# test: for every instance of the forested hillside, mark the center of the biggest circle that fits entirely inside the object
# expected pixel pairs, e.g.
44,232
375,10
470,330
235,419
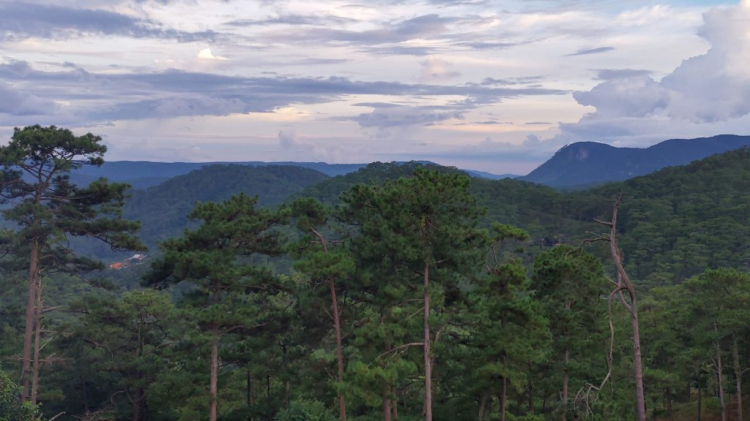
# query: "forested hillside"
585,164
399,291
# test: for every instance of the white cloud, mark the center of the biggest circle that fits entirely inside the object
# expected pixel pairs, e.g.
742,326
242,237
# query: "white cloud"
437,70
206,54
706,94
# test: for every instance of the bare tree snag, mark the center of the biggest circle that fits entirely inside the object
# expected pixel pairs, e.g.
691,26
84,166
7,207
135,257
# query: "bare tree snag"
213,387
427,358
720,372
623,284
37,339
737,375
336,328
387,411
28,334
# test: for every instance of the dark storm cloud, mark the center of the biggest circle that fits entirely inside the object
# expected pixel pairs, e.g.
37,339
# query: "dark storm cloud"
28,20
588,51
175,93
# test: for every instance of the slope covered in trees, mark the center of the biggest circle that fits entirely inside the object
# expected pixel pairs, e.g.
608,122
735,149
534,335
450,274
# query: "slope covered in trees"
163,209
586,164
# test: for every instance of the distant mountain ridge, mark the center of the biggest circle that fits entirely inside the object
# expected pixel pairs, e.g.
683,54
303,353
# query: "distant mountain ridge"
145,174
586,164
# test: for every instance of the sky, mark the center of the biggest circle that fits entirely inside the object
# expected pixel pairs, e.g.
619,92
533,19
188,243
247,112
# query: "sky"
489,85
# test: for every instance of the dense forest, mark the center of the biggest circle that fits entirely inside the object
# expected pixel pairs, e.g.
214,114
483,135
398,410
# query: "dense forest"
397,292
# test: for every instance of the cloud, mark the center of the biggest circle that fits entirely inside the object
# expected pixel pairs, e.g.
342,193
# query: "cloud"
608,74
22,20
206,54
19,103
436,70
306,151
172,93
287,138
421,27
384,118
295,20
588,51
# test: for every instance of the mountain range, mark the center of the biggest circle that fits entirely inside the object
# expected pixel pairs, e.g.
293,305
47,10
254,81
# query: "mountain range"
575,166
586,164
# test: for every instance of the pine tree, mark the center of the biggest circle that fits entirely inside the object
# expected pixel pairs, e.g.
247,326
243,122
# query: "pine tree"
227,292
425,224
48,209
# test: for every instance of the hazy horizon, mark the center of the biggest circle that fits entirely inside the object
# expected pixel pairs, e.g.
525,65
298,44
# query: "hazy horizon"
467,83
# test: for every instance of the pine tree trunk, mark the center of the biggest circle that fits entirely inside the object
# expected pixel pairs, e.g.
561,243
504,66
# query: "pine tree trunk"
28,334
531,391
37,340
720,369
640,396
339,348
213,387
427,358
386,405
737,375
137,405
482,405
565,386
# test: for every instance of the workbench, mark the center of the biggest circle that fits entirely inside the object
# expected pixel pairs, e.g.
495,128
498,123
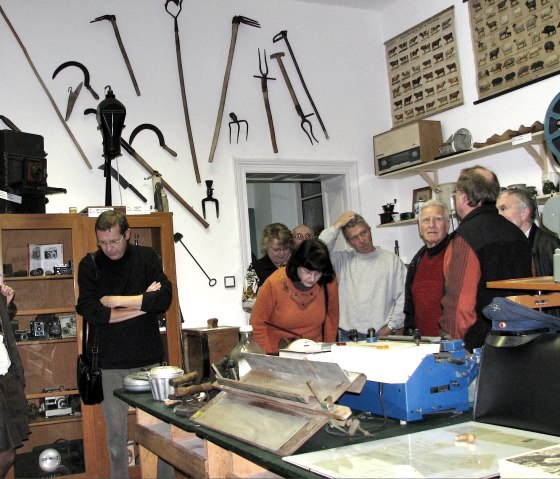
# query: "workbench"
200,452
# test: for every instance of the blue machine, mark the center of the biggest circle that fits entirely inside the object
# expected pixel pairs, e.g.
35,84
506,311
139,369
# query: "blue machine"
439,383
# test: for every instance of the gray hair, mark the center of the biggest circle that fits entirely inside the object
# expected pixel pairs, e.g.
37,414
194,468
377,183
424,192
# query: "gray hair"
429,203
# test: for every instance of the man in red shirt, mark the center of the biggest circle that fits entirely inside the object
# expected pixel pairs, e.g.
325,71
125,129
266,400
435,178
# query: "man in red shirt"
424,279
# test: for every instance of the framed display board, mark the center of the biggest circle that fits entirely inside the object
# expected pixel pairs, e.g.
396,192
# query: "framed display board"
423,68
515,43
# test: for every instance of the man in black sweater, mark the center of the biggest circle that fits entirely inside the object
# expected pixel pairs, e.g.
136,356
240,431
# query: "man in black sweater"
123,289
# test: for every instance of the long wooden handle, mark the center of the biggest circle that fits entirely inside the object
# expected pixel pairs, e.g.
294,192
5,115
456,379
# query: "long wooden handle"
176,195
185,108
51,99
217,127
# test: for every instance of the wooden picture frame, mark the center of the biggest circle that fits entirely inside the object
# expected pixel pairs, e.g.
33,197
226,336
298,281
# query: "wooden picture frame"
514,44
424,71
421,194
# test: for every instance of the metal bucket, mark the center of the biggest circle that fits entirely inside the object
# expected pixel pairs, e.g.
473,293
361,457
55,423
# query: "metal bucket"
159,381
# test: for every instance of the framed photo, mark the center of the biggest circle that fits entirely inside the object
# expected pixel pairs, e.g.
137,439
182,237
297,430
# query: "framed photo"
68,326
514,44
421,194
423,68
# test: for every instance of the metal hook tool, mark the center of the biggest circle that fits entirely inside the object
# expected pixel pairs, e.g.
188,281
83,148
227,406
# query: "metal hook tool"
178,238
305,123
236,121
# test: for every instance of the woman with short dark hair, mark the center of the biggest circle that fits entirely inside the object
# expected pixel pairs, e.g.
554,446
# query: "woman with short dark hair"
298,301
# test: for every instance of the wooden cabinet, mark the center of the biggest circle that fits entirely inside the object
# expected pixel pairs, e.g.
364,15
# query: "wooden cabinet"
51,363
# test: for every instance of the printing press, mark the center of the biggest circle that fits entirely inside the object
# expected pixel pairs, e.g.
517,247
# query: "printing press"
406,379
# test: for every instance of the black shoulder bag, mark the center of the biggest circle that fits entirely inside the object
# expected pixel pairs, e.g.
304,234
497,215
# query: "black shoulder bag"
88,372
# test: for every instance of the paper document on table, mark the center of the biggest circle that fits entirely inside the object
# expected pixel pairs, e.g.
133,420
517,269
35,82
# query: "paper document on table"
434,453
391,362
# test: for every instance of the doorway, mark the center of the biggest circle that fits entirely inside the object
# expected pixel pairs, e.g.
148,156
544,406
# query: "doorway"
339,188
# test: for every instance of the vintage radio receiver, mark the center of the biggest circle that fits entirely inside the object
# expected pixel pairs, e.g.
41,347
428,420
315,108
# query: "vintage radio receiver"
407,146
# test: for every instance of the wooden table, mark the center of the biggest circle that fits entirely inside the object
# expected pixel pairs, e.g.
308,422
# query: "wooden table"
537,284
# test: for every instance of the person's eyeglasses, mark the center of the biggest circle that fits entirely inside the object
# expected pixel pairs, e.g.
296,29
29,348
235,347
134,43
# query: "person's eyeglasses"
282,249
302,236
104,244
364,234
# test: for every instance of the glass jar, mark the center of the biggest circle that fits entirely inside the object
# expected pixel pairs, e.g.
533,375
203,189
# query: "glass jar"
237,365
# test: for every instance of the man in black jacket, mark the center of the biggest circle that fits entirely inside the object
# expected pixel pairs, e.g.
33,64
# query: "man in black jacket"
519,206
485,247
13,405
123,289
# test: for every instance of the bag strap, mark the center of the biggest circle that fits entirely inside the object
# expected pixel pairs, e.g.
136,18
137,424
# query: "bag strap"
95,348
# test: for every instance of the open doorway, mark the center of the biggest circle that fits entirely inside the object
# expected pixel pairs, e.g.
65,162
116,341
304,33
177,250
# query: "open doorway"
338,180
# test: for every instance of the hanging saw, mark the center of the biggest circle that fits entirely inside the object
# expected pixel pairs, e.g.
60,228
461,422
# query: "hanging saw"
113,21
179,4
46,90
132,152
234,28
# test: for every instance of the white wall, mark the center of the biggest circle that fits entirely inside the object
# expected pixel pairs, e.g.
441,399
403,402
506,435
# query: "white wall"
340,51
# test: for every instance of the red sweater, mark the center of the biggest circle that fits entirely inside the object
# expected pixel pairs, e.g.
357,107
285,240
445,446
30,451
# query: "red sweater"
302,313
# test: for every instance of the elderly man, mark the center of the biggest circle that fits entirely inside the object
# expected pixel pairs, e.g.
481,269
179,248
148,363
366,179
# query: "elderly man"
424,279
520,208
485,247
301,233
371,280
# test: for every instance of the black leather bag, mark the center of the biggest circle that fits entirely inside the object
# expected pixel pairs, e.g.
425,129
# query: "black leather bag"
88,373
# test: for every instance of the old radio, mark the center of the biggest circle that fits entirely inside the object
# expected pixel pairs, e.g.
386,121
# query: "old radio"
407,146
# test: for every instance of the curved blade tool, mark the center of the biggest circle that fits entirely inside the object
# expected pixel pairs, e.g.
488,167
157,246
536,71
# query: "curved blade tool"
84,70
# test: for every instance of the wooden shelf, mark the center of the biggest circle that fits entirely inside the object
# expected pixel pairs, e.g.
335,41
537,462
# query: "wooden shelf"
424,169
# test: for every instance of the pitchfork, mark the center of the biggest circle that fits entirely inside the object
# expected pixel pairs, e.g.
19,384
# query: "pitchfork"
234,28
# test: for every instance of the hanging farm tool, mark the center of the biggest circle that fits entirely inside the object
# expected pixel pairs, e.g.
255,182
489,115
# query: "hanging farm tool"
175,15
264,87
237,122
304,121
234,29
283,35
157,131
113,21
178,238
132,152
210,198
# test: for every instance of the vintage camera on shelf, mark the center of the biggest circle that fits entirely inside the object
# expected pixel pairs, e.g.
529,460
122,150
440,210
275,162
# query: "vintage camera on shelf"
52,406
63,269
22,334
45,326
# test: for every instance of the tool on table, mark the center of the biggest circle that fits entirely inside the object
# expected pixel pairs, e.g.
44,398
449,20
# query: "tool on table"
9,124
264,87
209,197
84,71
161,203
132,152
179,4
72,97
178,238
283,35
234,29
236,121
113,21
304,121
125,184
157,131
46,90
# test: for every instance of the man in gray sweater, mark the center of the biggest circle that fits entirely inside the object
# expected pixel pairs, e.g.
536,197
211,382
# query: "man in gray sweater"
370,280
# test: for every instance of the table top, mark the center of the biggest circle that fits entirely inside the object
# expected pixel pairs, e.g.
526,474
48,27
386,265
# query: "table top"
273,462
537,283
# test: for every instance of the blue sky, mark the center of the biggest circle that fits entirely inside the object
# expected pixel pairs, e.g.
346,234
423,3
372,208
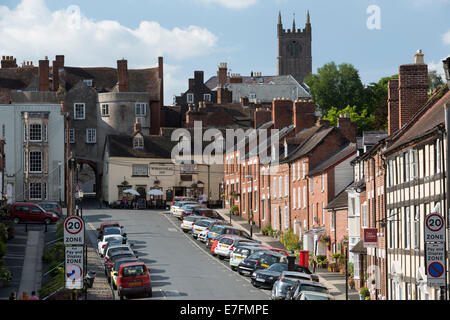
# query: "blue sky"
198,34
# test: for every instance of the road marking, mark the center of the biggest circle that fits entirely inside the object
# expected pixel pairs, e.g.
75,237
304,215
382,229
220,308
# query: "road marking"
222,264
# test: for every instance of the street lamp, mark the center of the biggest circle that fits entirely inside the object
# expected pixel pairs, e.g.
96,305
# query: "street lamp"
251,204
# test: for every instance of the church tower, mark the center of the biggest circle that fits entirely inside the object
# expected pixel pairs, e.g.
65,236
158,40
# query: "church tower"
294,50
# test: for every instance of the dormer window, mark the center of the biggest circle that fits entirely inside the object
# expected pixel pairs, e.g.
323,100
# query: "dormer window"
138,142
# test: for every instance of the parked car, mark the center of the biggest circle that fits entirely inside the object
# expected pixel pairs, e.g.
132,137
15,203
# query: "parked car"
265,278
201,225
106,225
260,260
112,276
312,295
205,212
31,212
133,278
113,256
176,208
103,242
304,285
51,206
188,222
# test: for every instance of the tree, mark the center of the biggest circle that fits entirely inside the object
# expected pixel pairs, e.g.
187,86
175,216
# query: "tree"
335,86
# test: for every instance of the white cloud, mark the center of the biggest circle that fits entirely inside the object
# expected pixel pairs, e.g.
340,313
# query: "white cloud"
31,30
446,37
232,4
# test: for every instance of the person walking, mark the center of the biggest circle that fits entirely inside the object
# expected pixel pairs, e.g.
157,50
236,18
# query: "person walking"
34,296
+-------+
--- Exercise ---
Reproduce verbatim every line of the records from the line containing "# test: for every instance of the dormer" through the end of the records, including both of those lines.

--- The response ---
# test: for every instance of the dormer window, mark the center of the biggest circle that fits entirely inside the object
# expected pixel pairs, e.g.
323,100
# query: "dormer window"
138,142
# test: for every instance of the parked car, mark the center of the biggest circle that fits entirely inside the object
# expected pixel pairs, e.g.
132,137
15,203
# query: "parked car"
265,278
201,225
106,225
260,260
112,276
312,295
205,212
31,212
133,278
113,256
176,208
103,242
304,285
51,206
188,222
# test: for every instance of the tree, mark the center of the biggest circle that fits entirely inside the object
# expected pixel pairs, e.g.
187,86
175,216
# query: "tree"
335,86
# test: for every instance of the white cloud, mark the center of the biggest circle that fits entirely inside the object
# expected pixel pairs, e.g.
340,313
# query: "white cloud"
31,30
446,37
232,4
# test: for every instance of the person walking, mark the center of the biggest circle that fits entirely inside the object
# expected pixel pairs, e.g.
157,50
236,18
# query: "person walking"
34,296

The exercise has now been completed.